[Begin Exercise inputs]
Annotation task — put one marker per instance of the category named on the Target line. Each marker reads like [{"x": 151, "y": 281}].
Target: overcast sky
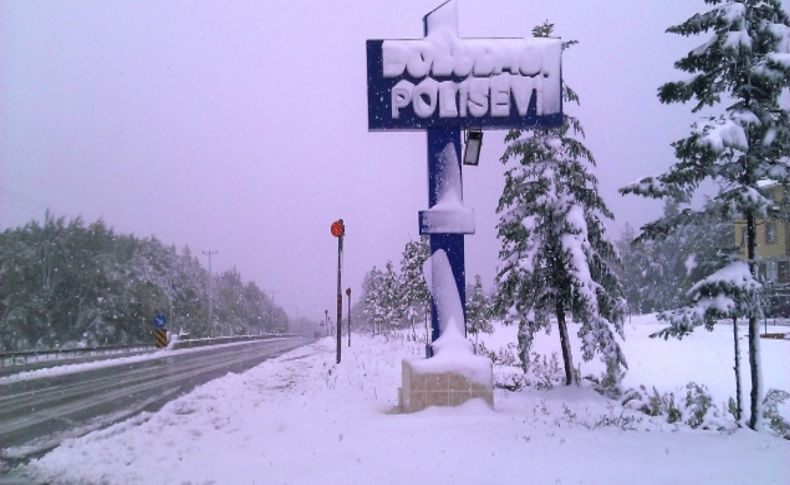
[{"x": 241, "y": 126}]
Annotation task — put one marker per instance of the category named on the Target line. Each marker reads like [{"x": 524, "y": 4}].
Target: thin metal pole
[
  {"x": 348, "y": 292},
  {"x": 339, "y": 297}
]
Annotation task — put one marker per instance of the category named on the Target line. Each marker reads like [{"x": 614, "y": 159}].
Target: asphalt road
[{"x": 36, "y": 415}]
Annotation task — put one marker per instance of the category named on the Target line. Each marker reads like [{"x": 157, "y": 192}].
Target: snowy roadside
[
  {"x": 302, "y": 419},
  {"x": 63, "y": 369}
]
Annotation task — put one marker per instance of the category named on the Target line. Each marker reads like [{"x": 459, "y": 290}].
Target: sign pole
[
  {"x": 338, "y": 229},
  {"x": 339, "y": 297},
  {"x": 348, "y": 293},
  {"x": 452, "y": 244}
]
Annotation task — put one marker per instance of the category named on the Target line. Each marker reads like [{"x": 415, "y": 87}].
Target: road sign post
[
  {"x": 160, "y": 330},
  {"x": 444, "y": 84},
  {"x": 338, "y": 229},
  {"x": 348, "y": 326}
]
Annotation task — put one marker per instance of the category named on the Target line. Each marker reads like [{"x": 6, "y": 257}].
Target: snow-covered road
[{"x": 302, "y": 419}]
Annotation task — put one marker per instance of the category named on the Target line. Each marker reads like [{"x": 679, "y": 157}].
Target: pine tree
[
  {"x": 390, "y": 297},
  {"x": 478, "y": 310},
  {"x": 371, "y": 300},
  {"x": 745, "y": 62},
  {"x": 414, "y": 291},
  {"x": 554, "y": 254}
]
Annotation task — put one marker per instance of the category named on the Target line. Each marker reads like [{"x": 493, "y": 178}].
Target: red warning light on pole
[{"x": 338, "y": 229}]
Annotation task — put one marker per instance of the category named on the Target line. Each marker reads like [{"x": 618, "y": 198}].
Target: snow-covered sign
[{"x": 443, "y": 80}]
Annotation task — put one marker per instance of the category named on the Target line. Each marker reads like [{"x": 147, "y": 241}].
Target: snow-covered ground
[
  {"x": 65, "y": 368},
  {"x": 302, "y": 419}
]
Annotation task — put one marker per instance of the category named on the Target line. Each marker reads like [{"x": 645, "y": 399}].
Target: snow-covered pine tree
[
  {"x": 390, "y": 297},
  {"x": 554, "y": 254},
  {"x": 414, "y": 291},
  {"x": 478, "y": 310},
  {"x": 371, "y": 299},
  {"x": 745, "y": 63}
]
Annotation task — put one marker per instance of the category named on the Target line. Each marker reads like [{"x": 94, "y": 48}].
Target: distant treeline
[{"x": 68, "y": 284}]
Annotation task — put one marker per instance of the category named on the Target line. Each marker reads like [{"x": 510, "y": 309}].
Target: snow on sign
[{"x": 444, "y": 80}]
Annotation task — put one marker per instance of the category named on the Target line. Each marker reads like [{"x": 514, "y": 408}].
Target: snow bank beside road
[{"x": 302, "y": 419}]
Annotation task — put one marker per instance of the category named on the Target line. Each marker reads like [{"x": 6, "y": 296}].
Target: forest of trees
[{"x": 70, "y": 284}]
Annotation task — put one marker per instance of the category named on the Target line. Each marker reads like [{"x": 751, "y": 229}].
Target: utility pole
[
  {"x": 348, "y": 293},
  {"x": 326, "y": 320},
  {"x": 209, "y": 253}
]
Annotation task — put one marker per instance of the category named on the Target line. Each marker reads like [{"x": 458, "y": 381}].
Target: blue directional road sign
[{"x": 160, "y": 321}]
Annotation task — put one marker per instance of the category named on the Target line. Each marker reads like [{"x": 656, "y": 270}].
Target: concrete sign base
[{"x": 421, "y": 390}]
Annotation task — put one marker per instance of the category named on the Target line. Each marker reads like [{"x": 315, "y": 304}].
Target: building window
[
  {"x": 783, "y": 271},
  {"x": 770, "y": 233}
]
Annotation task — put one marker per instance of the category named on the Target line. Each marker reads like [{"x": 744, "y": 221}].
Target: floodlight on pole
[{"x": 473, "y": 138}]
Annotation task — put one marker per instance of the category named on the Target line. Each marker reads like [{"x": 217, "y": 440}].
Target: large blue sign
[
  {"x": 445, "y": 81},
  {"x": 443, "y": 84}
]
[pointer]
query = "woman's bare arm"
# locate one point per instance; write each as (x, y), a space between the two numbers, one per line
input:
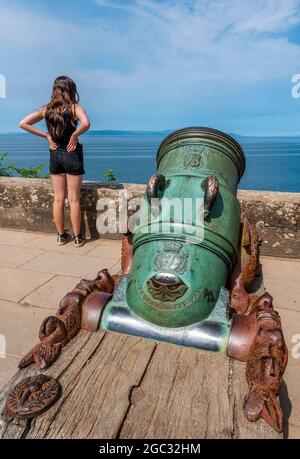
(82, 128)
(28, 122)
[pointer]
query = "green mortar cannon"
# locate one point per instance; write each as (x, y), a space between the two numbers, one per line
(185, 244)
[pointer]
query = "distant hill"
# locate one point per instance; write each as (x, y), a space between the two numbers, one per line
(127, 133)
(118, 133)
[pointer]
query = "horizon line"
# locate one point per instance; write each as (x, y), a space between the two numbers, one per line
(145, 131)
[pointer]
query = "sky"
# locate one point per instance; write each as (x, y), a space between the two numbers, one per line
(156, 64)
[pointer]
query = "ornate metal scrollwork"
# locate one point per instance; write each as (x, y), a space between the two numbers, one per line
(32, 396)
(210, 186)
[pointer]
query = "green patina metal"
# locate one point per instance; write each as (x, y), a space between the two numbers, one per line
(185, 245)
(198, 253)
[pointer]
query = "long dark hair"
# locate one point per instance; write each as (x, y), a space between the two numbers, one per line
(64, 97)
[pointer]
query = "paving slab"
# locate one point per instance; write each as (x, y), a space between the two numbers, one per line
(66, 264)
(14, 237)
(20, 325)
(281, 268)
(293, 432)
(291, 327)
(282, 281)
(16, 284)
(50, 294)
(8, 368)
(47, 242)
(12, 257)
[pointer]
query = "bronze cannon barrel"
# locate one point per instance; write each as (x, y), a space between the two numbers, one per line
(186, 242)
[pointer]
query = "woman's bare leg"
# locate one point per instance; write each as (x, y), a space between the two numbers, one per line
(59, 187)
(74, 185)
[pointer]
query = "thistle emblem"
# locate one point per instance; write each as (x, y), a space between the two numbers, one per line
(171, 258)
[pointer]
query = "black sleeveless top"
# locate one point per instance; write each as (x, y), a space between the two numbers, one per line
(69, 129)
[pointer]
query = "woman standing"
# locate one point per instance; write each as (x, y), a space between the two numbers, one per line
(62, 115)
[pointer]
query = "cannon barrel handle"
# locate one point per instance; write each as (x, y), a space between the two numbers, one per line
(155, 182)
(210, 186)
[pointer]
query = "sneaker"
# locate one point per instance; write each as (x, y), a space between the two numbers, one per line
(79, 240)
(63, 238)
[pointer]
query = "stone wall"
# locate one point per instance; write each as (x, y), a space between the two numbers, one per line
(26, 204)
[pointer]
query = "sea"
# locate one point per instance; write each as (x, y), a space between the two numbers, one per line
(272, 163)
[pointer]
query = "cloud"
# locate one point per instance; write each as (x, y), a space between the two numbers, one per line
(129, 57)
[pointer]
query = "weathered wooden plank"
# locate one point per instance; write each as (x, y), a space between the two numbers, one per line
(184, 394)
(96, 395)
(191, 394)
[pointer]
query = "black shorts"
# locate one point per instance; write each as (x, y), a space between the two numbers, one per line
(64, 162)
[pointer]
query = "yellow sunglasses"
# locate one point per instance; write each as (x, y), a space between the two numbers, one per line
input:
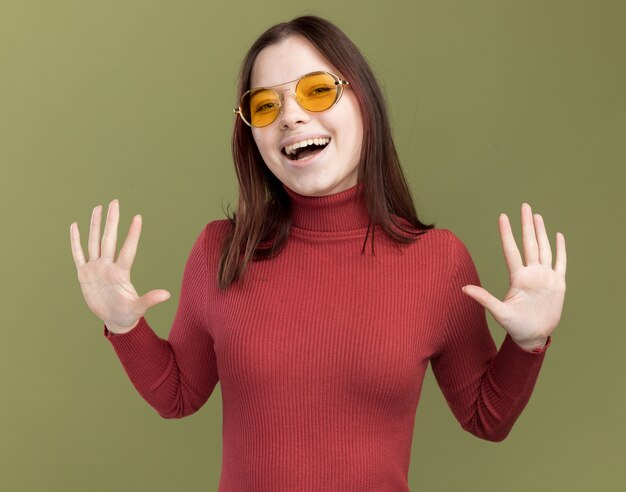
(315, 91)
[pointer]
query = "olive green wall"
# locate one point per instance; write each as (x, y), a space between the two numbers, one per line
(493, 103)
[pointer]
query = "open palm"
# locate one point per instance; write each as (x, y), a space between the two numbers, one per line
(105, 283)
(532, 307)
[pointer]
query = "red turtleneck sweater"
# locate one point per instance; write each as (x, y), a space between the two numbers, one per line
(321, 352)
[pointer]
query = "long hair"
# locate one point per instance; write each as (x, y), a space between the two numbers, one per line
(261, 224)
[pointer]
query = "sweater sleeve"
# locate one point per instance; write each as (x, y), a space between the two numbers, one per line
(486, 389)
(175, 376)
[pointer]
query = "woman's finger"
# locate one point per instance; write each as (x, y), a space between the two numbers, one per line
(561, 256)
(77, 250)
(129, 248)
(529, 239)
(93, 245)
(512, 256)
(109, 237)
(545, 252)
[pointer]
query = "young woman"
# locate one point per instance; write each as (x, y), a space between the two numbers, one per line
(319, 340)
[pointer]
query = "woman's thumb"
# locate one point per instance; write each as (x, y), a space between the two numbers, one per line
(153, 297)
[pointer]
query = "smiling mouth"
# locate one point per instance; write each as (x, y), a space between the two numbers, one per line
(305, 149)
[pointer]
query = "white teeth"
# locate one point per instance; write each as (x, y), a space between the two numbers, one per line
(291, 149)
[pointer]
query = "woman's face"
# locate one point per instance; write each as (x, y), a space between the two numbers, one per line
[End Exercise inputs]
- **Stated exercise**
How many lines in the rows above contain the string "blue"? Reply with the number alone.

- **Answer for this exercise**
2